### Exercise set
A – Rename "blockade" to "barricade" in the part of the Gretna article that opens with the words containing "Three days after" and closes with "of the U.S.", and write that part out again.
B – From the Gretna article, list every named city, state, country and river, each only once.
C – Carry on the article about Gretna's bridge blockade after Hurricane Katrina, starting from the point where it stops.

GRETNA, Louisiana - Little over a week after this mostly white suburb became a symbol of callousness for using armed officers to seal one of the last escape routes from New Orleans — trapping thousands of mostly black evacuees in the flooded city — the Gretna City Council passed a resolution supporting the police chief's move.

GRETNA POLICE BLOCKED FLEEING VICTIMS

http://www.commondreams.org/headlines05/images/0916-04.jpg

The Crescent City Connection bridges that cross the Mississippi River into downtown New Orleans, Thursday, Sept. 15, 2005. (AP Photo/Anja Niedringhaus)

"This wasn't just one man's decision," Mayor Ronnie C. Harris said Thursday. "The whole community backs it."

Three days after Hurricane Katrina hit, Gretna officers blocked the Mississippi River bridge that connects their city to New Orleans, exacerbating the sometimes troubled relationship with their neighbor. The blockade remained in place into the Labor Day weekend.

Gretna (pop. 17,500) is a feisty blue-collar city, two-thirds white, that prides itself on how quickly its police respond to 911 calls; it warily eyes its neighbor, a two-thirds black city (pop. about 500,000) that is also a perennial contender for the murder capital of the U.S.

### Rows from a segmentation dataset
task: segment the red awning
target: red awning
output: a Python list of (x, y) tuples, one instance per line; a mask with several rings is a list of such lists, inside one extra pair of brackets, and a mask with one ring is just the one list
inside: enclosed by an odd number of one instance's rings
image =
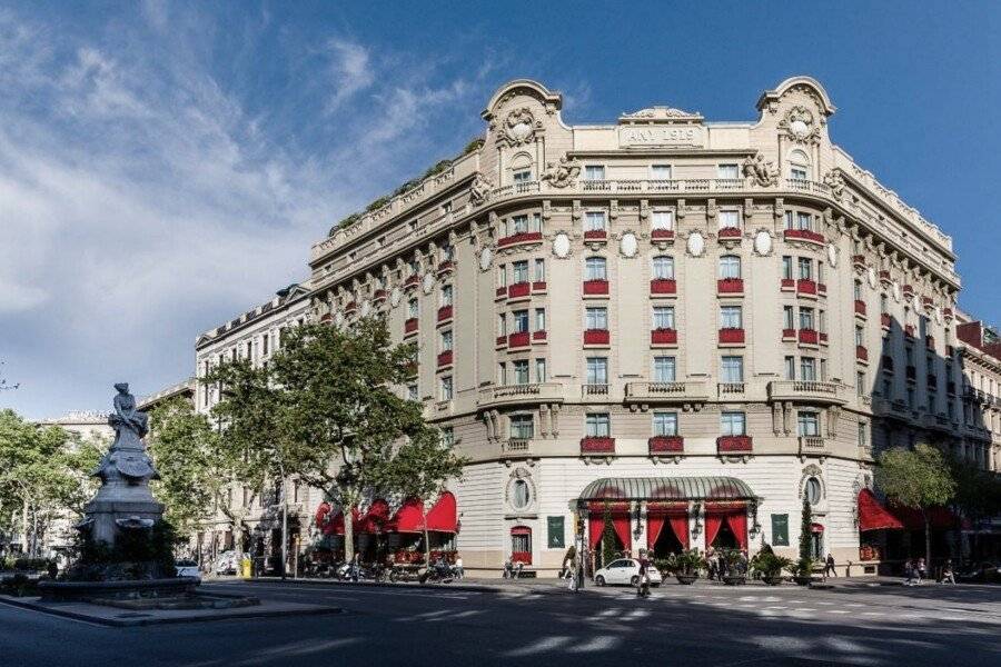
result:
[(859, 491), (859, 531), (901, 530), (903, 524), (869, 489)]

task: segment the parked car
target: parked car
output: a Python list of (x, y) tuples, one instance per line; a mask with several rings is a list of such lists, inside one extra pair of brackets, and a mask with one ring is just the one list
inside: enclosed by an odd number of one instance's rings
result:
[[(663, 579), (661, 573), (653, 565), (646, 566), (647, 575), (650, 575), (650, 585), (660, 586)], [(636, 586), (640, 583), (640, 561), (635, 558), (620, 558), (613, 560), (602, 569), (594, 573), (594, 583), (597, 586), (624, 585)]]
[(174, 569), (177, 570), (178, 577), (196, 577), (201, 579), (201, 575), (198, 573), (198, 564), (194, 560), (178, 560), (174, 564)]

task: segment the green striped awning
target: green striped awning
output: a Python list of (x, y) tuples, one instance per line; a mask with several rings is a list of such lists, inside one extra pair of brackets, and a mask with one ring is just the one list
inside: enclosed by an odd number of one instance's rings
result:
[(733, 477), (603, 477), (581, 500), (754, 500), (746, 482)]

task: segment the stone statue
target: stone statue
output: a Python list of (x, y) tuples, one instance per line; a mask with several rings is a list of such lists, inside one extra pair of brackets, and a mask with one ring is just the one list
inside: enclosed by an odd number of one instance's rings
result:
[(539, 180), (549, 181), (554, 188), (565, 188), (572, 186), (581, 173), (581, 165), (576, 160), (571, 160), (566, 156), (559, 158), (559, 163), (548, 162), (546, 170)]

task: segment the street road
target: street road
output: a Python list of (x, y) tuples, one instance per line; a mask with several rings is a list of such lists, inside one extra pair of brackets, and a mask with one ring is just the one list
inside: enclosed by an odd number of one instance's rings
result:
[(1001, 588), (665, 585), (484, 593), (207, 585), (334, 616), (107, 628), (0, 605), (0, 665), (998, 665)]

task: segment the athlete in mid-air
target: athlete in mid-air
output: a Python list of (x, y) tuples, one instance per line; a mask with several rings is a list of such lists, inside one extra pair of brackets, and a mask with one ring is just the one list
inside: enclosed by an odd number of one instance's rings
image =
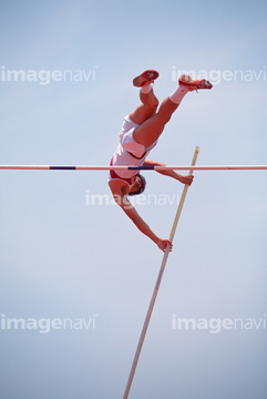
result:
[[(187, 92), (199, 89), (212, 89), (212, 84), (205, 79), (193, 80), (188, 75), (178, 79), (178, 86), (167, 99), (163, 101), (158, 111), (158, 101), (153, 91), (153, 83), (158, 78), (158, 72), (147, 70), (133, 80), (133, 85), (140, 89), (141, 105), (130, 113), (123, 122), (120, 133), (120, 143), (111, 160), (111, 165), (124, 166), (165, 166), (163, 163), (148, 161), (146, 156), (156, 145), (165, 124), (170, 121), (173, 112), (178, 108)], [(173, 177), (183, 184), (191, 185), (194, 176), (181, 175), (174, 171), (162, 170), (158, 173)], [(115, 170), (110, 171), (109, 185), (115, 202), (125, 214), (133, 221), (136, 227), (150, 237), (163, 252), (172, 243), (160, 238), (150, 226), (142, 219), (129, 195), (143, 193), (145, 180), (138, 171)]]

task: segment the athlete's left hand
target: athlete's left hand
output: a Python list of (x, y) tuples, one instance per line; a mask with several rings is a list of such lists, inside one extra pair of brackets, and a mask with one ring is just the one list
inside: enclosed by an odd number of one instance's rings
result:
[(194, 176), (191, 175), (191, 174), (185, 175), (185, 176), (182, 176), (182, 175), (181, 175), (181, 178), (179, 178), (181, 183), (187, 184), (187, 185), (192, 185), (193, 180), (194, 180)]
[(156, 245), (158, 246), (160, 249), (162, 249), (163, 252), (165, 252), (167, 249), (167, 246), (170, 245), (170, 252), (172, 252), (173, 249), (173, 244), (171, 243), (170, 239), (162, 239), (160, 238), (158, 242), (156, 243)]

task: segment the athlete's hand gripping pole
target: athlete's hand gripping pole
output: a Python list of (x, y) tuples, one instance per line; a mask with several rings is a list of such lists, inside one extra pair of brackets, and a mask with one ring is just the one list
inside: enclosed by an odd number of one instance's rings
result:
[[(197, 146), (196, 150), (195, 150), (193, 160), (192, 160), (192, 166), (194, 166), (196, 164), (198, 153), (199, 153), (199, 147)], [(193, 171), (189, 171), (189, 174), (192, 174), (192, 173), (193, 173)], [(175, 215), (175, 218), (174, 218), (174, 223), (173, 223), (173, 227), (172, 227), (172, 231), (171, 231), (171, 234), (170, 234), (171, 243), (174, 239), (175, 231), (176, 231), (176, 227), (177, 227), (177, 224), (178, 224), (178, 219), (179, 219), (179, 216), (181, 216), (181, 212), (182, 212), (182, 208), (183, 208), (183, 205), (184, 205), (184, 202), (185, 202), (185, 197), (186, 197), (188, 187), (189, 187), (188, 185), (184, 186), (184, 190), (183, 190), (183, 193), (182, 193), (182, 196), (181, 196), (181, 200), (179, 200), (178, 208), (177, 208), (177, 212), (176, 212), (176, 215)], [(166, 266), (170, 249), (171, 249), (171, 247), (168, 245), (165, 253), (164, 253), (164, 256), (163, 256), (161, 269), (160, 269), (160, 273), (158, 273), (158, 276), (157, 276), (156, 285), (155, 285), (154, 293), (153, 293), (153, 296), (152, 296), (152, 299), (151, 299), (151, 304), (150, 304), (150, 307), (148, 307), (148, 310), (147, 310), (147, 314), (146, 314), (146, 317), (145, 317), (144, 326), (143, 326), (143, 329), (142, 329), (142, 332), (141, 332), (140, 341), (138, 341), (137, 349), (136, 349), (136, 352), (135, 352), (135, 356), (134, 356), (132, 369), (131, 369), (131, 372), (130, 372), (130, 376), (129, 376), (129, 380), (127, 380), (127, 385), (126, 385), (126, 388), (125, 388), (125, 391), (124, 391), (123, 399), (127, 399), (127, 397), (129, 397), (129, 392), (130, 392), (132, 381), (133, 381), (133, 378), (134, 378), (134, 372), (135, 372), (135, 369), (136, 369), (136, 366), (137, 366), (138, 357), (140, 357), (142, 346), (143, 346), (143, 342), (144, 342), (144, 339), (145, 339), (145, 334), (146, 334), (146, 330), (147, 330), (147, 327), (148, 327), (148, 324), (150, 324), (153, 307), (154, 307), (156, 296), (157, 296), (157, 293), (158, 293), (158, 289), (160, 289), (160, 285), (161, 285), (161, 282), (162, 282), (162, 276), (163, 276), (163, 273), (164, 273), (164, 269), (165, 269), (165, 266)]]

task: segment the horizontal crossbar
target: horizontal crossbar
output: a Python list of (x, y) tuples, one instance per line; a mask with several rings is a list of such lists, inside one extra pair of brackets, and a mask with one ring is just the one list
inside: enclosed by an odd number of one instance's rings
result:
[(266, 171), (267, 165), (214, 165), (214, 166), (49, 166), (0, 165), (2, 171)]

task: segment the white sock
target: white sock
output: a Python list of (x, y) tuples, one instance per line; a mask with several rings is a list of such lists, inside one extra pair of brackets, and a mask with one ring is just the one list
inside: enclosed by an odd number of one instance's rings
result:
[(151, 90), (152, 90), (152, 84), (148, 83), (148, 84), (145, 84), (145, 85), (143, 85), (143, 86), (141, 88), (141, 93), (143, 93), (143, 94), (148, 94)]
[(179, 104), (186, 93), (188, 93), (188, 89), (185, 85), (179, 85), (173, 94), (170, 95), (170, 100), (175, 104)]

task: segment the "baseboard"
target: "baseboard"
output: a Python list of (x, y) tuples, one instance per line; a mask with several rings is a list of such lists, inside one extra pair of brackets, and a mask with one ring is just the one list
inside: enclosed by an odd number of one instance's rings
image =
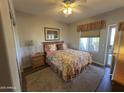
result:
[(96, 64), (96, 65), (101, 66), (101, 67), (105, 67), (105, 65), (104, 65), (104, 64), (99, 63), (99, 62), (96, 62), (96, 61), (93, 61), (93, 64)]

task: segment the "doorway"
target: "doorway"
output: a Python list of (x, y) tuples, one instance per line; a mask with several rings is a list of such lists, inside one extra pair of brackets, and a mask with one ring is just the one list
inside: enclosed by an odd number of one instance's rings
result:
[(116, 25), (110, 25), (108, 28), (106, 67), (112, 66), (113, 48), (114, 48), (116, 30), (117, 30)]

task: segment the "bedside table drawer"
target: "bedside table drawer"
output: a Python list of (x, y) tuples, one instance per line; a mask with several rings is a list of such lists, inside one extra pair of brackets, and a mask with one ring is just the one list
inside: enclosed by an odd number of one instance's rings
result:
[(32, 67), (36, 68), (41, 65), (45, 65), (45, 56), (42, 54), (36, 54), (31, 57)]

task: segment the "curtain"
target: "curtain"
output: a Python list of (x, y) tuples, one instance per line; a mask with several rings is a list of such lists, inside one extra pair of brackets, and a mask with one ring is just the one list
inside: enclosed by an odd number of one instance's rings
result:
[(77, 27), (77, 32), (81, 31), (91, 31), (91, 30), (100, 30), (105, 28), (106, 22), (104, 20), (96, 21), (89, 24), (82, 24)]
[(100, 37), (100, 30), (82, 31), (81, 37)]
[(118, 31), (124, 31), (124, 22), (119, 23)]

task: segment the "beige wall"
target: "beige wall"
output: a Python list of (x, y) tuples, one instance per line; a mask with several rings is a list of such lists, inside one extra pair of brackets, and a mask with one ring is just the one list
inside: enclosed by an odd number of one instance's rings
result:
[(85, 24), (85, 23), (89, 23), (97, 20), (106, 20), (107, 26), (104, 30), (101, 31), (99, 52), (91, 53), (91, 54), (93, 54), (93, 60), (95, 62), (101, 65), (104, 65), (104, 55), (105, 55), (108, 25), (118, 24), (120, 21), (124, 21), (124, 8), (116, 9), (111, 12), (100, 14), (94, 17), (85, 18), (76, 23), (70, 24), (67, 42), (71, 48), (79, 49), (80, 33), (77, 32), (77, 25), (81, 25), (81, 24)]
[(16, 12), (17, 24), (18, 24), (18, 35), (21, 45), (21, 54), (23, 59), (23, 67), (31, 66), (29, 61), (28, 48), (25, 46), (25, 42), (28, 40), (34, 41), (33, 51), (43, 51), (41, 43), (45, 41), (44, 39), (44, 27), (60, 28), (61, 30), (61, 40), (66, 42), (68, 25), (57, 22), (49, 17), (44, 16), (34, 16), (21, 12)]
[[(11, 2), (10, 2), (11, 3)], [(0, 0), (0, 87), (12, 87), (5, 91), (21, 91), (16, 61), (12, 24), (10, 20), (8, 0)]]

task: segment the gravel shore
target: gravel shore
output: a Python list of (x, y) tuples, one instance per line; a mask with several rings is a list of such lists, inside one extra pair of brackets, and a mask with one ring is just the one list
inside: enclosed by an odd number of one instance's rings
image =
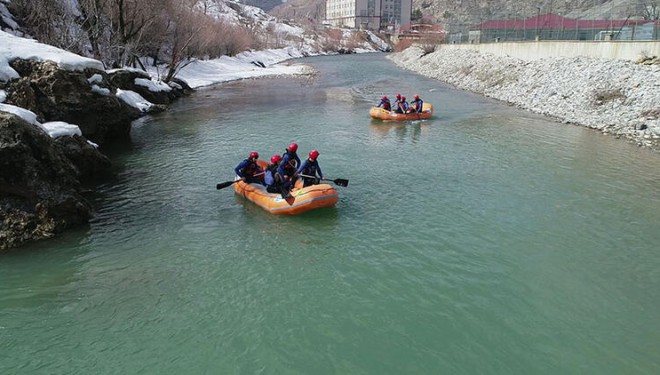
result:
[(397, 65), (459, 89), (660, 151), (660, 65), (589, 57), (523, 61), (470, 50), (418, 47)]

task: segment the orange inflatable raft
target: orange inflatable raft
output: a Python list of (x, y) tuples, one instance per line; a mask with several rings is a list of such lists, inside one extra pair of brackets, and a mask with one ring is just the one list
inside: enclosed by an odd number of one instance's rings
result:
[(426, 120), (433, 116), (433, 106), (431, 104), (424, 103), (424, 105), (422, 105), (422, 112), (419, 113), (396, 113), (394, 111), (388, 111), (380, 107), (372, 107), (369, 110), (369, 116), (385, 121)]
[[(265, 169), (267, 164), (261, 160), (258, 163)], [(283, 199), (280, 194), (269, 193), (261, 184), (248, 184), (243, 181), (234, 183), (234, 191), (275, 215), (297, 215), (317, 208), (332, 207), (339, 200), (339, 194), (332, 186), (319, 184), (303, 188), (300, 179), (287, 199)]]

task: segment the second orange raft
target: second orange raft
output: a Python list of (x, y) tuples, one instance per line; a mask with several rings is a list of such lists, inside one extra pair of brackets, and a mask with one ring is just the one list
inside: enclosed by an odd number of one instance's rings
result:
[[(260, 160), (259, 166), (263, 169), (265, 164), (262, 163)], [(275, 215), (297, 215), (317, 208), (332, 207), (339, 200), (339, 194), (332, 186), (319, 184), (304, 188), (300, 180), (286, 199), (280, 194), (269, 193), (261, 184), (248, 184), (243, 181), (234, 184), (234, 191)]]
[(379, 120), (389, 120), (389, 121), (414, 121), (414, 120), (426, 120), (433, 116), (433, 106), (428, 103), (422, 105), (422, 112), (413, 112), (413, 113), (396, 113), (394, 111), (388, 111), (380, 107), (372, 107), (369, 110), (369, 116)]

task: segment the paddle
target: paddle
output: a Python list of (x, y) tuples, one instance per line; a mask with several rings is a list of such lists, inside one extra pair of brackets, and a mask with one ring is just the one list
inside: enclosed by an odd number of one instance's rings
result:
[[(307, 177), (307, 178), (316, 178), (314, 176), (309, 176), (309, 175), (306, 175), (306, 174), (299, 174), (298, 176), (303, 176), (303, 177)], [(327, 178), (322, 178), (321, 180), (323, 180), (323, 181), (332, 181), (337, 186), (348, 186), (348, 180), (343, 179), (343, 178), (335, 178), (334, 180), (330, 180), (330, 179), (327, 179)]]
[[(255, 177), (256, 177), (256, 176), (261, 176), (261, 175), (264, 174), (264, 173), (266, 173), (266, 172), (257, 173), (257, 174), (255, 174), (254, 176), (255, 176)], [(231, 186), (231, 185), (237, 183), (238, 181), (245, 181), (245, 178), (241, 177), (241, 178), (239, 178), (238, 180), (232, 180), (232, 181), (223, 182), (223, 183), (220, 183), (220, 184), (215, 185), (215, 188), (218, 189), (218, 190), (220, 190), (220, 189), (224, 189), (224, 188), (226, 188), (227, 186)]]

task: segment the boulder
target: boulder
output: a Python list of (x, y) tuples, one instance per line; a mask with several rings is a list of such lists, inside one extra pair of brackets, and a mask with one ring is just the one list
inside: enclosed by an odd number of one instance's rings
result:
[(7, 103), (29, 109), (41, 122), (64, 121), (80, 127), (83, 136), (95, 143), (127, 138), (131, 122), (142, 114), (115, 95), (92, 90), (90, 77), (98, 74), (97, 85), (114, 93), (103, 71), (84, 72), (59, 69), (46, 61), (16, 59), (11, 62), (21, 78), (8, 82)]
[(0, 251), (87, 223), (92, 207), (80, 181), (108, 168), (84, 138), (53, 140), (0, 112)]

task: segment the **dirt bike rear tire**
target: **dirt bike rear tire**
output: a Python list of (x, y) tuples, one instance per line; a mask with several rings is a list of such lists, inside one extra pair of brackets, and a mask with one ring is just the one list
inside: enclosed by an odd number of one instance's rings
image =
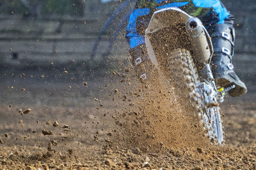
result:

### Answers by task
A –
Three days after Hurricane Katrina hit, Gretna officers blocked the Mississippi River bridge that connects their city to New Orleans, exacerbating the sometimes troubled relationship with their neighbor. The barricade remained in place into the Labor Day weekend.

Gretna (pop. 17,500) is a feisty blue-collar city, two-thirds white, that prides itself on how quickly its police respond to 911 calls; it warily eyes its neighbor, a two-thirds black city (pop. about 500,000) that is also a perennial contender for the murder capital of the U.S.

B – Gretna, Louisiana, New Orleans, Mississippi River, U.S.

C –
Itself deprived of power, water and food for days after Katrina struck Aug. 29, Gretna suddenly became the destination for thousands of people fleeing New Orleans. The smaller town bused more than 5,000 of the newcomers to an impromptu food distribution center miles away. As New Orleans residents continued to spill into Gretna, tensions rose.

After someone set the local mall on fire Aug. 31, Gretna Police Chief Arthur S. Lawson Jr. proposed the blockade.

"I realized we couldn't continue, manpower-wise, fuel-wise," Lawson said Thursday. Armed Gretna police, helped by local sheriff's deputies and bridge police, turned hundreds of men, women and children back to New Orleans.

Gretna is not the only community that views New Orleans with distrust. Authorities in St. Bernard Parish, to the east, stacked cars to seal roads from the Crescent City. But Gretna's decision has become the symbol of the ultimate act of a bad neighbor, gaining notoriety partly from an account in the Socialist Worker newspaper by two San Francisco emergency workers and labor leaders who were in a crowd turned back by Gretna police.

Numerous angry e-mails to Gretna officials accuse them of racism. (Harris and Lawson are white.)

New Orleans Mayor C. Ray Nagin said Thursday that Gretna officials "will have to live" with their decision.

"We allowed people to cross ... because they were dying in the convention center," Nagin said. "We made a decision to protect people…. They made a decision to protect property."

Paul Ribaul, 37, a New Orleans TV-station engineer from Gretna, said New Orleans and the suburbs have a complicated relationship.

"We say we're from New Orleans, but we're a suburb," he said. "The reason we don't live there is we don't like the crime, the politics."

Ribaul was among Gretna residents who praised the decision to close the bridge. "It makes you feel safe to live in a city like that," he said.

Critics suspect a racial motive for the blockade. City officials heatedly deny any such thing.

Among black residents of Gretna, some say that although they get along with most of their white neighbors, a few of the neighbors harbor strong prejudices.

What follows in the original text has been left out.